(Text Opens)

If configuration is invalid, incompatible options are provided, or backend-specific model API requirements are not met.

compute_sensitivities

compute_sensitivities(objective: SensitivityObjective, parameters: Sequence[SensitivityParameter] | Mapping[str, float], config: SensitivityConfig | None = None, *, numerics: SensitivityNumerics | None = None, runtime: SensitivityRuntime | None = None) -> SensitivityResult

Compute scalar-objective sensitivities for selected input parameters.

Either provide a full config object, or provide numerics and/or runtime components directly.

Parameters:

Name Type Description Default
objective SensitivityObjective

Objective function returning a scalar KPI value.

required
parameters Sequence[SensitivityParameter] | Mapping[str, float]

Parameter definitions or a name -> value mapping.

required
config SensitivityConfig | None

Optional validated sensitivity config.

None
numerics SensitivityNumerics | None

Optional numerical controls (used only if config is not provided).

None
runtime SensitivityRuntime | None

Optional runtime controls (used only if config is not provided).

None

Returns:

Type Description
SensitivityResult

Baseline scalar objective and local sensitivities per parameter.

(Text Closes)

** Description of the task **
Could you write out the stretch of the compute_sensitivities documentation from "Compute scalar-objective sensitivities" through "runtime components directly.", swapping "selected" for "chosen"?

(Input data Opens)

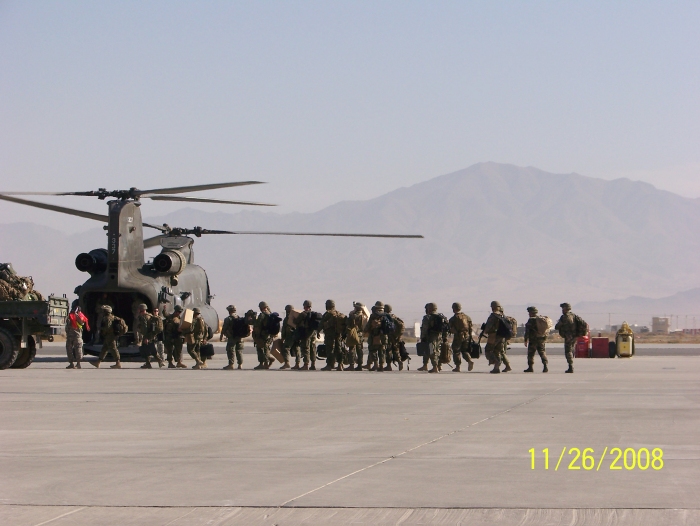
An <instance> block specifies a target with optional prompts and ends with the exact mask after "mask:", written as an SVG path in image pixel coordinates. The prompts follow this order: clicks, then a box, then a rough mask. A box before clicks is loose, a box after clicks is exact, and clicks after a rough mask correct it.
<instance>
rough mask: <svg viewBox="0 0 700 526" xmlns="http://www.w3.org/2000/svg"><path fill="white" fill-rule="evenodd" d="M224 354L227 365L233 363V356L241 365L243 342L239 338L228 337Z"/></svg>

(Input data Closes)

** Task output **
Compute scalar-objective sensitivities for chosen input parameters.

Either provide a full config object, or provide numerics and/or runtime components directly.